§ TEXT BLOCK:
● ● ● ● ●

Wisdom about Natural Wines

vineyard photoThe debate over natural wines is frustrating. Most people who condemn them seem not to have a clue about how they are made or what they taste like. Most of their defenders don’t acknowledge that many conventional wines are made with no techno-trickery or additives and have many of the virtues of natural wines. So it’s worth highlighting when someone writes about natural wines and gets it exactly right.

Le Cave De Pyrene is a UK based importer and retailer who makes several worthy points in this blog post. I’m just going to highlight the key points they make.

“…natural wine does not revolve exclusively about the presence or absence of sulphur….There may be absolutism on the fringes, wherein one or two vignerons abjure added SO2, yet there is hardly a grower in our portfolio who would not do something to protect the wine, if the wine in question needed protecting. There’s the judgement call – none, a little before bottling, a moderate quantity, a lot? When does the addition protect/improve the wine, when does it mar it?

“…most natural winemakers do different things to different wines – even to different barrels of the same wine. Which seems entirely reasonable. This fact doesn’t fit into a narrative that caricatures natural vignerons as anti-science and “lazy-faire.”

● ● ● ● ●

§ WRITTEN REQUEST A:
Reproduce the natural wines piece word for word, from its title to its final sentence.

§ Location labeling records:
● ● ● ● ●

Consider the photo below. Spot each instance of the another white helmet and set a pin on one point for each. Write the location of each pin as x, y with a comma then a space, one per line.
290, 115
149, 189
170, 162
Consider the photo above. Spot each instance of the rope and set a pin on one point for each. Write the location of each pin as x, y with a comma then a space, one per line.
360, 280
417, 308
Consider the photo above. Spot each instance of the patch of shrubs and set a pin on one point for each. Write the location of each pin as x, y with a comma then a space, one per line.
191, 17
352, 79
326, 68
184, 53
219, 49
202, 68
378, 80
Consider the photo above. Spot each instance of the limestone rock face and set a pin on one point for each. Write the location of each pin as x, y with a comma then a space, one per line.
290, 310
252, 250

● ● ● ● ●

§ WRITTEN REQUEST B:
Render the location labeling records as a two-column CSV with the headers request and pins, covering only the records from the line holding "Consider the photo above. Spot each instance of the patch" through the end of the records, inclusive. Use one row per request, with its text and its answer each in a single quoted field and line breaks replaced by spaces.

§ EXERCISE ANSWER A:
Wisdom about Natural Wines

vineyard photoThe debate over natural wines is frustrating. Most people who condemn them seem not to have a clue about how they are made or what they taste like. Most of their defenders don’t acknowledge that many conventional wines are made with no techno-trickery or additives and have many of the virtues of natural wines. So it’s worth highlighting when someone writes about natural wines and gets it exactly right.

Le Cave De Pyrene is a UK based importer and retailer who makes several worthy points in this blog post. I’m just going to highlight the key points they make.

“…natural wine does not revolve exclusively about the presence or absence of sulphur….There may be absolutism on the fringes, wherein one or two vignerons abjure added SO2, yet there is hardly a grower in our portfolio who would not do something to protect the wine, if the wine in question needed protecting. There’s the judgement call – none, a little before bottling, a moderate quantity, a lot? When does the addition protect/improve the wine, when does it mar it?

“…most natural winemakers do different things to different wines – even to different barrels of the same wine. Which seems entirely reasonable. This fact doesn’t fit into a narrative that caricatures natural vignerons as anti-science and “lazy-faire.”

§ EXERCISE ANSWER B:
request,pins
"Consider the photo above. Spot each instance of the patch of shrubs and set a pin on one point for each. Write the location of each pin as x, y with a comma then a space, one per line.","191, 17 352, 79 326, 68 184, 53 219, 49 202, 68 378, 80"
"Consider the photo above. Spot each instance of the limestone rock face and set a pin on one point for each. Write the location of each pin as x, y with a comma then a space, one per line.","290, 310 252, 250"